## GIVEN TEXT
= = = = = = =

Is there a market for the Cloud in the world of Corporates?

(Disclaimer: This is by no means a "definitive guide")

Abstract

I really think that most corporates are on an enterprise level not ready or even suitable to embrace the Cloud. It's the SMB that should embrace the Cloud as it would benefit significantly from Cloud offerings. Why? Because the cloud cannot be part of a policy, it should not be a strategy. Furthermore, corporates tend to only centralize infrastructure architecture and decentralize application architecture and the Cloud is driven by application architecture and business architecture and not (so much) by infrastructure architecture. In fact, it requires you to abandon control over your infrastructure and hand it over to your legal department.

Okay, I admit it, I've been an Amazon fan since I was ordering books and CD's for the whole department from Amazon.com, had them shipped to the office in the Netherlands at least on a weekly basis.

= = = = = = =

## TASK
Please answer these questions from the piece on the Cloud and corporates:
(a) Which kind of business does the piece say should embrace the Cloud?
(b) What does the Cloud require you to abandon?
(c) To which country were the books and CDs from Amazon.com shipped?

## RAW RECORDS
= = = = = = =

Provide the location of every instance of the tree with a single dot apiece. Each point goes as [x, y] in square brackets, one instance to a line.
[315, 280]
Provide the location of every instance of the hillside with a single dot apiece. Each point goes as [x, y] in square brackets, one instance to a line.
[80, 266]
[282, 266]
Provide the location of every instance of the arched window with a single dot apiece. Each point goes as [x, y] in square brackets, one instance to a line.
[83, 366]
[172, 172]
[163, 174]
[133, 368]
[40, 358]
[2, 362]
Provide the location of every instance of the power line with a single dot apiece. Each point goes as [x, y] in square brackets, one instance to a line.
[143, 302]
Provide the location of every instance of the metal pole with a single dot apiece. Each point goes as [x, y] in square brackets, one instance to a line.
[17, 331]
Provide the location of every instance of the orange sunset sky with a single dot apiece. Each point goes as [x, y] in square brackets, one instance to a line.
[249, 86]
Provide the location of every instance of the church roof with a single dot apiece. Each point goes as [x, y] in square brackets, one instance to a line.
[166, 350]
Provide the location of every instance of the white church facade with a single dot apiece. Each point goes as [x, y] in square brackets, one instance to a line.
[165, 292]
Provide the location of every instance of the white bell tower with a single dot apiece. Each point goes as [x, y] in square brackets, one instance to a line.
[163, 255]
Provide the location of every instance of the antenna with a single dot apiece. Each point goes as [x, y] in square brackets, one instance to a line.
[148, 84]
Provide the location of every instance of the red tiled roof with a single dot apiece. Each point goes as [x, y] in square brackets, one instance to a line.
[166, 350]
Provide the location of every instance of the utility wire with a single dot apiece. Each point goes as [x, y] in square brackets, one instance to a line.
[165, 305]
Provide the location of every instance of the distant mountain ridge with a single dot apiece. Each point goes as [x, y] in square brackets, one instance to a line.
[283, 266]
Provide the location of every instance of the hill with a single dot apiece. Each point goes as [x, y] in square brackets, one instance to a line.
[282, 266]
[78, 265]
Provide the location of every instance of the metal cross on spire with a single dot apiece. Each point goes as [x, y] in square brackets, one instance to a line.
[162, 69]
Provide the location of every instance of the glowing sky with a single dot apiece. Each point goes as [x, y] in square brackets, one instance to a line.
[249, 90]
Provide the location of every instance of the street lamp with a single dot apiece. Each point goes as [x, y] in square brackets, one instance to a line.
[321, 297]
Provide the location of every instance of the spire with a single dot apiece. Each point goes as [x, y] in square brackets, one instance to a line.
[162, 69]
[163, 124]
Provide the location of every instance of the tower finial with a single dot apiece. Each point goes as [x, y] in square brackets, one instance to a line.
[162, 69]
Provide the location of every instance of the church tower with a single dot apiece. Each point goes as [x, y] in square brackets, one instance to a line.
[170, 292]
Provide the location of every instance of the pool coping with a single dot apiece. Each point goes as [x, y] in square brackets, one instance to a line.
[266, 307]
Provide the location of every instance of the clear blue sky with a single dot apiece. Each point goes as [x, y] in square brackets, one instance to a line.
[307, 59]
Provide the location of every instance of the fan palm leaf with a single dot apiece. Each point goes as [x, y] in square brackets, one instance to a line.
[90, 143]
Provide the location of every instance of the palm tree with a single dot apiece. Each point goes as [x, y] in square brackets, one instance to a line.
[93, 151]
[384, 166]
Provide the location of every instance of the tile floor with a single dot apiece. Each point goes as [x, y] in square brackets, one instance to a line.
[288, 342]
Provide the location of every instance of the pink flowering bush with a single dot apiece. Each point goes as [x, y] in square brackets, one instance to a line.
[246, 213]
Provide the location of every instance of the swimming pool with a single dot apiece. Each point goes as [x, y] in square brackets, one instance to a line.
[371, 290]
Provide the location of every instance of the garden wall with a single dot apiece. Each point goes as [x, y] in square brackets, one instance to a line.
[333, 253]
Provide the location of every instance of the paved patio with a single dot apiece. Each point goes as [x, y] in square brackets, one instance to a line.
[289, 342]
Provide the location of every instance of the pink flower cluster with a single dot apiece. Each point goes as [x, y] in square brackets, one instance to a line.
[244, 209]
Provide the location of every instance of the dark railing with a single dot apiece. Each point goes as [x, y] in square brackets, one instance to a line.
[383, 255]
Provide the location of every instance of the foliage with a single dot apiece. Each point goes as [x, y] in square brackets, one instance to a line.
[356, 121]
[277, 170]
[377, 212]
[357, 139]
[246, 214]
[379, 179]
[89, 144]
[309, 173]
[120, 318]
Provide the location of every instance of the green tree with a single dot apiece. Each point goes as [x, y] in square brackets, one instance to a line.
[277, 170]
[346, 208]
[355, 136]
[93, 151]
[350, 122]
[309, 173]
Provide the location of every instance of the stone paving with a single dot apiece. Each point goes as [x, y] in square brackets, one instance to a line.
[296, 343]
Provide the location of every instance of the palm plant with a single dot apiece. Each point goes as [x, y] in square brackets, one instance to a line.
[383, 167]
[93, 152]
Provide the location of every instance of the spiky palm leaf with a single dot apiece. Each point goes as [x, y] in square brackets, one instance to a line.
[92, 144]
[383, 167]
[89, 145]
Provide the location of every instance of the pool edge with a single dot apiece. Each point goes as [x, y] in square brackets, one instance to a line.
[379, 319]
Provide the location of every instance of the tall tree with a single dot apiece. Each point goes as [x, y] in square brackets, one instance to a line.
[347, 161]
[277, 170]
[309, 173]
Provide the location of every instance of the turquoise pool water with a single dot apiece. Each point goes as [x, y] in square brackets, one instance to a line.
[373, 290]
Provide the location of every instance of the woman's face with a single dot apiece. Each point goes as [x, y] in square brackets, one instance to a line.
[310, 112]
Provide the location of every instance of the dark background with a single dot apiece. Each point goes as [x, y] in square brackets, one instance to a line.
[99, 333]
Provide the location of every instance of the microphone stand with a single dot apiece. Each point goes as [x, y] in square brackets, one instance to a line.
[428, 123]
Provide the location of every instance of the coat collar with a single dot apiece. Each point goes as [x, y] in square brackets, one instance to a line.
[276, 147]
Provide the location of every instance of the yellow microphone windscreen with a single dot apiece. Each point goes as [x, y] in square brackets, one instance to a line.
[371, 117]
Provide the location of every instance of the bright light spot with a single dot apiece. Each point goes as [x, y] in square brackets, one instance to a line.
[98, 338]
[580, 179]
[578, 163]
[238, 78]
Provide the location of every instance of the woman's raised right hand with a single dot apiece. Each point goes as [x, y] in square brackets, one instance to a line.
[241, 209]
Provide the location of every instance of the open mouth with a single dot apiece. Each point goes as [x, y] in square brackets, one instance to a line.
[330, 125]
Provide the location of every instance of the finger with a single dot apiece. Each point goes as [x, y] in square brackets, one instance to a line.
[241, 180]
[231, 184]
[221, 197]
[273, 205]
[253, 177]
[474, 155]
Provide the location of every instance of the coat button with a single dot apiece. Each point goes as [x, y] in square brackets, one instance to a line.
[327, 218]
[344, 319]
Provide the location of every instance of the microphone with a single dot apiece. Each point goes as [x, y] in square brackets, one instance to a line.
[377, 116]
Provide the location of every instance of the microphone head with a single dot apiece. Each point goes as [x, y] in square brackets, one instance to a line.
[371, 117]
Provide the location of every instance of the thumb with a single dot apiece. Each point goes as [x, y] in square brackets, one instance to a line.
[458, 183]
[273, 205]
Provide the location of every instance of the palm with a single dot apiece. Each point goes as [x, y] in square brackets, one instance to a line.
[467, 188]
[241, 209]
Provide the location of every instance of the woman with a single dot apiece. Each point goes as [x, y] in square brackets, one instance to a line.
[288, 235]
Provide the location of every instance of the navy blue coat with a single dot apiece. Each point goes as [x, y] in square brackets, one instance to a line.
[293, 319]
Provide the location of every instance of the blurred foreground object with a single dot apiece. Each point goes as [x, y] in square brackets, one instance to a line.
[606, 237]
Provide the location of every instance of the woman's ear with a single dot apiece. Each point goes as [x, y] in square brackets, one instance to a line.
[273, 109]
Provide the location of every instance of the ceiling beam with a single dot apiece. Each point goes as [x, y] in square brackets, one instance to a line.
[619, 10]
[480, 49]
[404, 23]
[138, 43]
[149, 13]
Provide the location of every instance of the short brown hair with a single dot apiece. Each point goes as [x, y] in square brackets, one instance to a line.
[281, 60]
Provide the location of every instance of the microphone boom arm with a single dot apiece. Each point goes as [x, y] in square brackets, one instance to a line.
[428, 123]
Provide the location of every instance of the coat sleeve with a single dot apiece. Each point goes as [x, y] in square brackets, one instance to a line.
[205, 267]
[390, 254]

= = = = = = =

## THE SOLUTION
(a) The SMB.
(b) Control over your infrastructure.
(c) The Netherlands.